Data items

= = = = =

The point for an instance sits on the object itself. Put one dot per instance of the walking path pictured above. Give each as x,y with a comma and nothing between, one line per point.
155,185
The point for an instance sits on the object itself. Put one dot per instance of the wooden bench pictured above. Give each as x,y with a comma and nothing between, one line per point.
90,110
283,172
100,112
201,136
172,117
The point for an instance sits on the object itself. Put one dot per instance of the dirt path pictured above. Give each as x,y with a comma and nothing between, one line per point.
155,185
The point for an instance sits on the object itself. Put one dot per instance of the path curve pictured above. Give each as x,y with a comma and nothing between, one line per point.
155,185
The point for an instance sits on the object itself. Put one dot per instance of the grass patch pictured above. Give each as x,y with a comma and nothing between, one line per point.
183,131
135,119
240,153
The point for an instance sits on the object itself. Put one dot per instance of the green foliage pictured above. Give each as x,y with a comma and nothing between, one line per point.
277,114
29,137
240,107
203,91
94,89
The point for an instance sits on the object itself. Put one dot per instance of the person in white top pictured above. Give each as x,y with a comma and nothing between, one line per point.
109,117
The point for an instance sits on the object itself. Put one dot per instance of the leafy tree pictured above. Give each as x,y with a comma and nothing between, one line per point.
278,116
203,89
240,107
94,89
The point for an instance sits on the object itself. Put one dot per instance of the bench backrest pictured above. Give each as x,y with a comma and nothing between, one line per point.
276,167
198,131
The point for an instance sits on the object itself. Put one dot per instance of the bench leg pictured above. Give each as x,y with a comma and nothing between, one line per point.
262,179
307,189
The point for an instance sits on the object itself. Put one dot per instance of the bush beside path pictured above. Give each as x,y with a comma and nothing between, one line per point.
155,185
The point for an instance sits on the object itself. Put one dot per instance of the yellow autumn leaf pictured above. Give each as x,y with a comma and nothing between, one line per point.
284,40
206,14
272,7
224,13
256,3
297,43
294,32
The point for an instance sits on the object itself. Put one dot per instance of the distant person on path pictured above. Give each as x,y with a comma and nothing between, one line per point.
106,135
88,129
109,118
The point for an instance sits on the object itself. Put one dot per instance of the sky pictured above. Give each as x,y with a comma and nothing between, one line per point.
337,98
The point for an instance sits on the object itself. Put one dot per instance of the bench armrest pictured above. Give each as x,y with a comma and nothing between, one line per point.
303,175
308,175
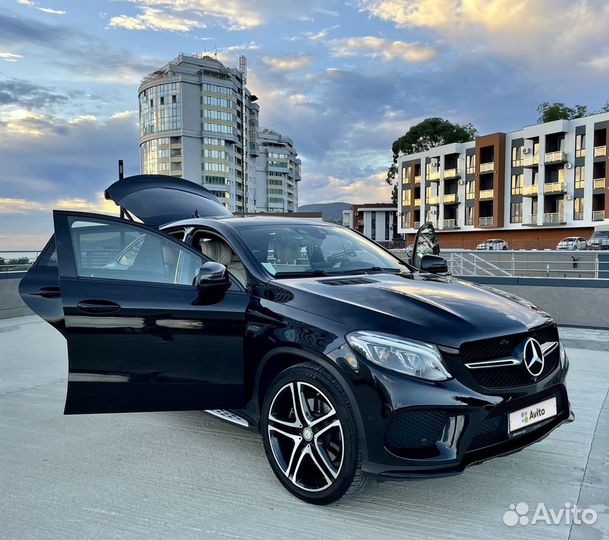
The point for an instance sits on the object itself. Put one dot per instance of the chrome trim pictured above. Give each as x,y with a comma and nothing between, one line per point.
500,362
229,416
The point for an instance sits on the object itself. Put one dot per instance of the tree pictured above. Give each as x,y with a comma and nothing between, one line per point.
548,112
427,134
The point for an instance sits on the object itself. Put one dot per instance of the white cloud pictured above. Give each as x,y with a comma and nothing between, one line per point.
155,19
52,11
543,33
287,63
375,47
10,57
234,14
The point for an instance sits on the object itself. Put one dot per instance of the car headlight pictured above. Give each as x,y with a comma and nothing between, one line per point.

= = = = =

YOUR GOAL:
All of the records above are to be written out exactly, minus their images.

OUTPUT FOR THIS EXERCISE:
The point for an instance sits on the object itself. Put one dot per instance of the walking path pictured above. Give each as x,y with a comma and nothing between, one line per point.
155,185
The point for an instance sits on the object itself. Put one dot per instance of the wooden bench pictured above. Give each as x,y with a comma and nothing between, one line per point.
90,110
283,172
100,112
201,136
172,117
The point for an instance sits on the object itself. Put one dot per instance of the dirt path pictured above. Give each as x,y with a comma and nothing between, one line per point.
155,185
The point for an instance sits on the object itself. Put one dot per instance of the path curve pictured above. Give each as x,y with a comma and nothing between, one line per point.
155,185
The point for an instance sits on the object itself. Put one dot per instance of the grass patch pictured above. Give each as x,y with a comma and nothing between, one line per point.
183,131
135,119
240,153
The point for an instance sits on the object itself. Put one dot per instance of the green foliage pictured above. Give each as x,y with a comma and nothing between, one line per point.
277,114
29,137
240,107
203,91
94,89
The point for an instance sits on the object itself. Put one dot per instance of the person in white top pictured above. Give each as x,y with a comma and nothing between, one line per point.
109,117
The point for an instance sits on the object itself. Put one dot per instance of the leafy tree pictured above. Give each as x,y with a comma and nothing between, one line per point.
278,116
203,89
240,107
94,89
The point for an instance sits on the object itself. Put one dot per instance of the bench backrest pictured above. Give each as x,y with a comma and nothing between, one line per point.
276,167
198,131
The point for an instance sits on the object itself. Put one dot per instance of the bench leg pictured above. Give each as x,y with a comma and nothing between, one line per point.
262,179
307,189
The point for an instance sits on the object itself. Put one dot per instance of the bush beside path pictured above. Give each as x,y with a comma and nothing between, one line per point.
155,185
The point for an instance sits on the object itself. Put one dot per instance of the yellow autumn leaf pictured above. Give each as x,y with a comma and nothing between, one line per point.
284,40
206,14
272,7
224,13
256,3
297,43
294,32
The point for an instance sits on the object itself. Put one dot per instance of the distant person on path pictured above. Give each as x,y with a comma and nothing between, one line per point.
106,135
88,129
109,118
The point for an instance sits on the object itself. Put one dot per instance of the sky pictured above. Give each as x,y with a comma and nothing between, one line per point.
337,98
The point for an instance sits on the object itself. Put one dot per instance of the bench armrest pictured above. Give each as x,y with a comma and nothing between, one line per point.
303,175
308,175
The point for an instance sits on the object itself. Put one dot per instance of the chrome trim pictured above. Give each as x,y with a comma and nothing between, one line per point.
500,362
229,416
The point for an instance sits on the object itself. Put one dot per instance of the tree pictured above. Give each as x,y with a comma and nothing between, one line per point.
548,112
427,134
The point for an instance sits on the object itself. Put one dot per instance of the white cloud pictured above. Give each as x,y with a comma and nothing between, one line per point.
155,19
52,11
543,33
287,63
375,47
10,57
234,14
The point for an instance sits on the object itself. Put one dot per instance of the car headlight pictured above. Give each as x,y with a comma and nothing between, one line per point.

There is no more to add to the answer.